--- Task objective ---
Show every line in the items below that contains the string "white", treating case as significant.

─── Dataset

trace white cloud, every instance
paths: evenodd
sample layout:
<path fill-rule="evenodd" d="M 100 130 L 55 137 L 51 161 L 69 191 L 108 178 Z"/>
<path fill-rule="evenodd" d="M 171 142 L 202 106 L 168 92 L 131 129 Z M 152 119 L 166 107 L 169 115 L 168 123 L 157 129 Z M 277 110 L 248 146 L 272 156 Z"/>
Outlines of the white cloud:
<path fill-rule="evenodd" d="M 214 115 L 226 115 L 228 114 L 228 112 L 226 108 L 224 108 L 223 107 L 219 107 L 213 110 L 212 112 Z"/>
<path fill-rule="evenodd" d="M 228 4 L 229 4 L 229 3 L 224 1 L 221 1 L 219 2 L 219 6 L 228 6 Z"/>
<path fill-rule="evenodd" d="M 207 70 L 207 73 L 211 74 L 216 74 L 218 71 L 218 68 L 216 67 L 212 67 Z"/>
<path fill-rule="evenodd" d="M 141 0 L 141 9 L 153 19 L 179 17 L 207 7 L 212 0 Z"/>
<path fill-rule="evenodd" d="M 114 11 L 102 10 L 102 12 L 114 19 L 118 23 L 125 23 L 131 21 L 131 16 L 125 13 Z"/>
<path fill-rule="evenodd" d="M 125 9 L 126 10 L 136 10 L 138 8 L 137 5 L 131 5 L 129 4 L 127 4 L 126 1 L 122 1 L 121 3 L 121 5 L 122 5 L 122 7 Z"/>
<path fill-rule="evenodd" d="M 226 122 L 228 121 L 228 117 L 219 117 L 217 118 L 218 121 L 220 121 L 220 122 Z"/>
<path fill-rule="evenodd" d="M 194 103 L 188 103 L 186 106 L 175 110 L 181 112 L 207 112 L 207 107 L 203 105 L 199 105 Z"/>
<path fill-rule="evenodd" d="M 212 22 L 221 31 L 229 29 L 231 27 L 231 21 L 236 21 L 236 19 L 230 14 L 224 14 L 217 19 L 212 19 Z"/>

──────

--- Solution ---
trace white cloud, every instance
Outlines of the white cloud:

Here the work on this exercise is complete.